• SUPPLIED RECORDS:
•••

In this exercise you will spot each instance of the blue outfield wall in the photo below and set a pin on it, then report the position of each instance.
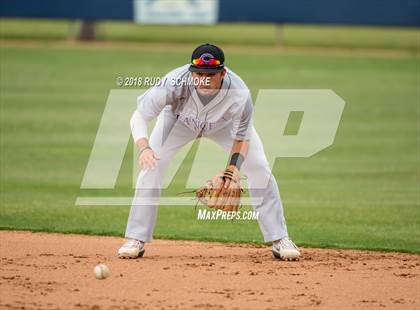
(349, 12)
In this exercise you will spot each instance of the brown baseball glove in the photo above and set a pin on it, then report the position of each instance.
(217, 196)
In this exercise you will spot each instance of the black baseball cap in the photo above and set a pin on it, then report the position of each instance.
(207, 58)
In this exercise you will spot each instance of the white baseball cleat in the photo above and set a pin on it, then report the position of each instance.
(131, 248)
(285, 249)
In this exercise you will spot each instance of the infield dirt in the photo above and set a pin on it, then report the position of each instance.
(55, 271)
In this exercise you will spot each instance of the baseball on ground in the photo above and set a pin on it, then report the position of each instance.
(101, 271)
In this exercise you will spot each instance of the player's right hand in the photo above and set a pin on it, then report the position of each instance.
(147, 159)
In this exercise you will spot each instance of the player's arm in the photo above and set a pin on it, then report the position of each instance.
(240, 147)
(149, 105)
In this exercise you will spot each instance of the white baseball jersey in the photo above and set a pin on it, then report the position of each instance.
(225, 117)
(232, 104)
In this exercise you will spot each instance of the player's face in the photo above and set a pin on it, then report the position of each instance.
(213, 85)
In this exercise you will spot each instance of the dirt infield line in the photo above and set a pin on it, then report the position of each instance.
(54, 271)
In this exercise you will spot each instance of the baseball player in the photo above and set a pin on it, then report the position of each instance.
(220, 108)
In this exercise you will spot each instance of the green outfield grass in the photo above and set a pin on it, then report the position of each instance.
(362, 192)
(246, 34)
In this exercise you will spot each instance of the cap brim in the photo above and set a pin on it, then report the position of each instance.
(201, 69)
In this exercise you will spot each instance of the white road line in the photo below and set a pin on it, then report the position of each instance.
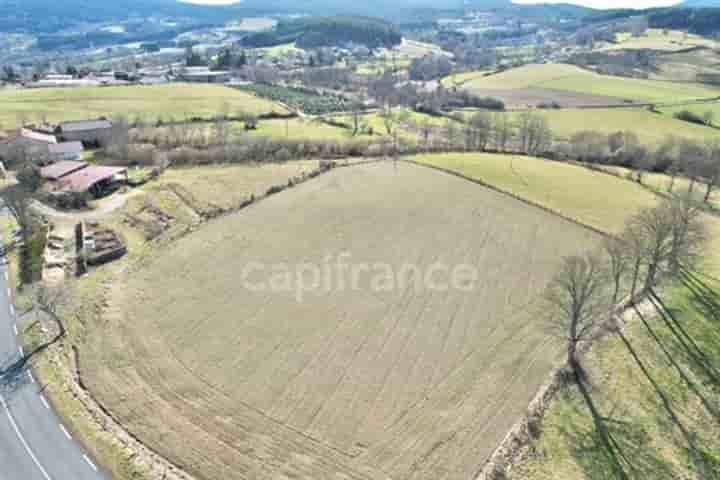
(67, 434)
(87, 459)
(22, 439)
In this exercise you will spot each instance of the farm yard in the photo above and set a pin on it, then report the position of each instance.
(151, 103)
(573, 86)
(272, 389)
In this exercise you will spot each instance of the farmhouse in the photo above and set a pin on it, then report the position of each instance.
(26, 142)
(65, 151)
(89, 132)
(79, 177)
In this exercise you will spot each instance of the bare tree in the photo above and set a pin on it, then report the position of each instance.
(654, 227)
(502, 131)
(577, 297)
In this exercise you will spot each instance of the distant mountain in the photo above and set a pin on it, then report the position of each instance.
(700, 3)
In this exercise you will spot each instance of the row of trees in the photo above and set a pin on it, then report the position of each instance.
(693, 159)
(584, 295)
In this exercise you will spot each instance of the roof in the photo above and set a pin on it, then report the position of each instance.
(82, 180)
(83, 125)
(61, 169)
(66, 147)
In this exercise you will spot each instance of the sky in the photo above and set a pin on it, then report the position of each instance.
(610, 3)
(588, 3)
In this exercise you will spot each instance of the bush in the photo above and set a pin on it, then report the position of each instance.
(688, 116)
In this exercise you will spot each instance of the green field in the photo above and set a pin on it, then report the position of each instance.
(300, 129)
(574, 79)
(148, 102)
(661, 413)
(656, 39)
(594, 198)
(697, 108)
(650, 127)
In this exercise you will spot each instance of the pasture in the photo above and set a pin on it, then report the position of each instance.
(172, 101)
(566, 84)
(363, 383)
(593, 198)
(657, 39)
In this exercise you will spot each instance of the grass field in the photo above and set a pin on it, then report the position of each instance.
(148, 102)
(699, 109)
(364, 383)
(300, 129)
(594, 198)
(662, 413)
(650, 127)
(575, 80)
(656, 39)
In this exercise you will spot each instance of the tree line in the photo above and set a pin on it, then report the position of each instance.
(583, 297)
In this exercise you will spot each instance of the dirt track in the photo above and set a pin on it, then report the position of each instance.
(401, 384)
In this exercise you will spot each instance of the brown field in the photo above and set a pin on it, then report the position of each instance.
(367, 384)
(531, 97)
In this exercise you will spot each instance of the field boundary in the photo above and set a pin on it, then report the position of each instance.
(513, 195)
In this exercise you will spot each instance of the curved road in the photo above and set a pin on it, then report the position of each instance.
(34, 445)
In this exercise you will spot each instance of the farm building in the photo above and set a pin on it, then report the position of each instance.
(26, 142)
(89, 132)
(203, 75)
(58, 170)
(79, 177)
(65, 151)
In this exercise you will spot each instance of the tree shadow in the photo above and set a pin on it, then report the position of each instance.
(14, 369)
(638, 461)
(671, 359)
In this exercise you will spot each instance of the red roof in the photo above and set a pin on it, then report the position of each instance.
(82, 180)
(60, 169)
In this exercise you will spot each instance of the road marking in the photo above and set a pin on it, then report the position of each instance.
(22, 439)
(67, 434)
(87, 459)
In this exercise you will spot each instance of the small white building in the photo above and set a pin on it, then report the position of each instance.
(65, 151)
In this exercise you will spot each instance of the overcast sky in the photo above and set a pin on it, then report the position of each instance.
(611, 3)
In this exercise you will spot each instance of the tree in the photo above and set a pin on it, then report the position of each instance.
(578, 302)
(535, 133)
(502, 131)
(654, 230)
(482, 124)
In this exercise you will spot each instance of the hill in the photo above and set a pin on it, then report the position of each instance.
(329, 31)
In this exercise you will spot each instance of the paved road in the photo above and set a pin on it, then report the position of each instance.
(34, 445)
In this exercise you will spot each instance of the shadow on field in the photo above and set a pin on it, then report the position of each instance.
(13, 370)
(629, 457)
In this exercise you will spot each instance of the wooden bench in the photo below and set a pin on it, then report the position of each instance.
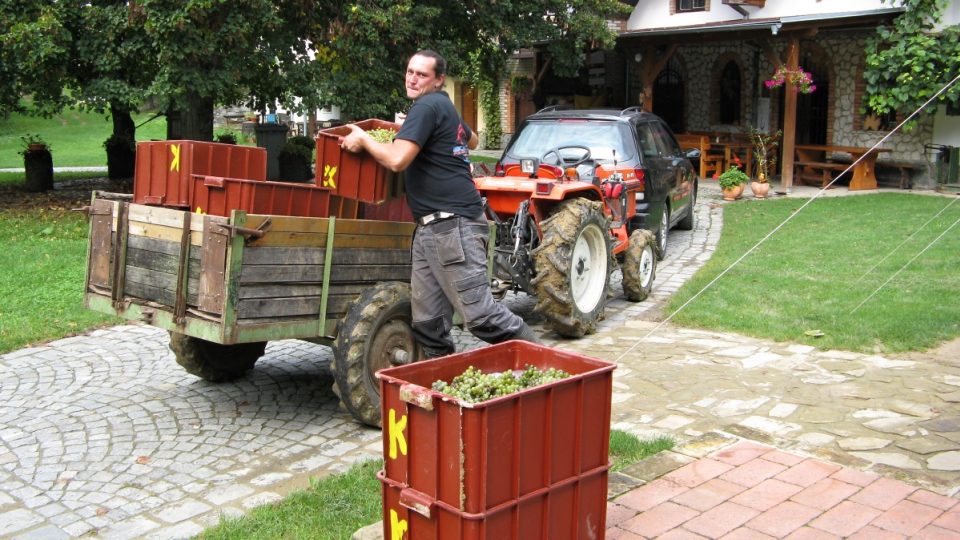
(819, 172)
(906, 168)
(710, 163)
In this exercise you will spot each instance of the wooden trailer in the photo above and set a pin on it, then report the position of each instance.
(224, 286)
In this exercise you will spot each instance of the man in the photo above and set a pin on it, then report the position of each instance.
(449, 247)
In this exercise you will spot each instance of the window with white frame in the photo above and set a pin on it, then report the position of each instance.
(691, 5)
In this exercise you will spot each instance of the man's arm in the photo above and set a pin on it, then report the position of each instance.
(395, 156)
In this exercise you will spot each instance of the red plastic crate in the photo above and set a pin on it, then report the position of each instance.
(164, 168)
(352, 175)
(219, 196)
(572, 509)
(477, 457)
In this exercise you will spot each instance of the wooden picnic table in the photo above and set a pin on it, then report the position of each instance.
(814, 158)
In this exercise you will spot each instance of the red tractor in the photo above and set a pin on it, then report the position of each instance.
(575, 194)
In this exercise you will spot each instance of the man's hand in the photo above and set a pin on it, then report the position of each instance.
(354, 141)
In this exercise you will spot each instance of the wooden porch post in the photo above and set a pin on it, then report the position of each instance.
(789, 119)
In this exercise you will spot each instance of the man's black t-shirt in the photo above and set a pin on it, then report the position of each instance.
(439, 177)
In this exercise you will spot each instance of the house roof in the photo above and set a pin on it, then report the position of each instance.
(773, 25)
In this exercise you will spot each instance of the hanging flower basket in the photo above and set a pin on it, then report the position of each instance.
(798, 79)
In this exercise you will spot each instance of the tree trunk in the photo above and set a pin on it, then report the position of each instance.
(121, 153)
(191, 120)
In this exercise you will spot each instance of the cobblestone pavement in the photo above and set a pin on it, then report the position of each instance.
(103, 435)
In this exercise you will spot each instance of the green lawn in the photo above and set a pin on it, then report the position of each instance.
(813, 273)
(75, 137)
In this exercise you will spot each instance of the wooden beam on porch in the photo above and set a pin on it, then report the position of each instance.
(789, 118)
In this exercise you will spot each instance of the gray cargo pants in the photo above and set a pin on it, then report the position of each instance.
(450, 273)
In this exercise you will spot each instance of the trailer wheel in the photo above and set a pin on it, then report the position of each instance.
(214, 362)
(639, 266)
(374, 334)
(573, 264)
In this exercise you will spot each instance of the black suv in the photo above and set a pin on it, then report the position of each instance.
(631, 137)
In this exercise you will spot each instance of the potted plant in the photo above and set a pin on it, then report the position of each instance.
(765, 154)
(37, 163)
(121, 156)
(731, 182)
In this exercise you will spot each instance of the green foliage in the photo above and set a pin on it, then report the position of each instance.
(909, 63)
(732, 177)
(626, 449)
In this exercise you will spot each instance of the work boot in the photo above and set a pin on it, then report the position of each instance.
(526, 333)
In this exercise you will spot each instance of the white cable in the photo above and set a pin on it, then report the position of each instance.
(787, 220)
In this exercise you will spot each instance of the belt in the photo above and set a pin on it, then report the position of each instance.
(436, 216)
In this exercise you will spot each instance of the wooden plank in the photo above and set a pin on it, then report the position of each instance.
(101, 236)
(313, 255)
(291, 239)
(314, 273)
(319, 225)
(307, 306)
(213, 262)
(162, 232)
(277, 290)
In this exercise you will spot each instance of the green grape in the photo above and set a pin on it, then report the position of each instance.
(382, 135)
(474, 386)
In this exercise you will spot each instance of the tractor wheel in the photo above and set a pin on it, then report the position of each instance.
(639, 266)
(214, 362)
(573, 264)
(374, 334)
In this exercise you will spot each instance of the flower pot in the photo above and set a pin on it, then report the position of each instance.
(760, 189)
(732, 193)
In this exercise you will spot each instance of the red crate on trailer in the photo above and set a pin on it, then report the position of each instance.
(353, 175)
(478, 459)
(571, 509)
(219, 196)
(164, 168)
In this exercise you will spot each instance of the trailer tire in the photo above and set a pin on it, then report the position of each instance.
(573, 264)
(376, 327)
(212, 361)
(639, 266)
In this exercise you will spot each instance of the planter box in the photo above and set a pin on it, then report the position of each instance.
(164, 170)
(355, 176)
(512, 454)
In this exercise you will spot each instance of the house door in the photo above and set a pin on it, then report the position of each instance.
(668, 95)
(812, 108)
(468, 105)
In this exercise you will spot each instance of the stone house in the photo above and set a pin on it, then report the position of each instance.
(701, 65)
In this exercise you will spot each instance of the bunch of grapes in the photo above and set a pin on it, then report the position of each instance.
(383, 135)
(474, 386)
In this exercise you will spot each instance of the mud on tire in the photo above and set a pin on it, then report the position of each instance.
(639, 266)
(214, 362)
(573, 264)
(377, 325)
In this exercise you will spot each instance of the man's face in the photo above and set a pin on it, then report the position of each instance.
(421, 78)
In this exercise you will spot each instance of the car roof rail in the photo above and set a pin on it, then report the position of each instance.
(550, 108)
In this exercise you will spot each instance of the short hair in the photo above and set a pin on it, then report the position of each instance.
(440, 64)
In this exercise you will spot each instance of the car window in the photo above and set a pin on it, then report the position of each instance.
(602, 138)
(665, 142)
(648, 141)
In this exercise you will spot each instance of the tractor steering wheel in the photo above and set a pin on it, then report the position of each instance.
(560, 161)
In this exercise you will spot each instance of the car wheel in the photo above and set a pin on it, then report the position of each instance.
(663, 231)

•••

• AIM OF THE TASK: Find the line with "the car wheel" in the listing above, then write out that line and each remaining line exactly, with no other text.

• RESULT:
In this exercise you will spot each instance of the car wheel in the photo above and set a pin on it, then report the position of each instance.
(663, 231)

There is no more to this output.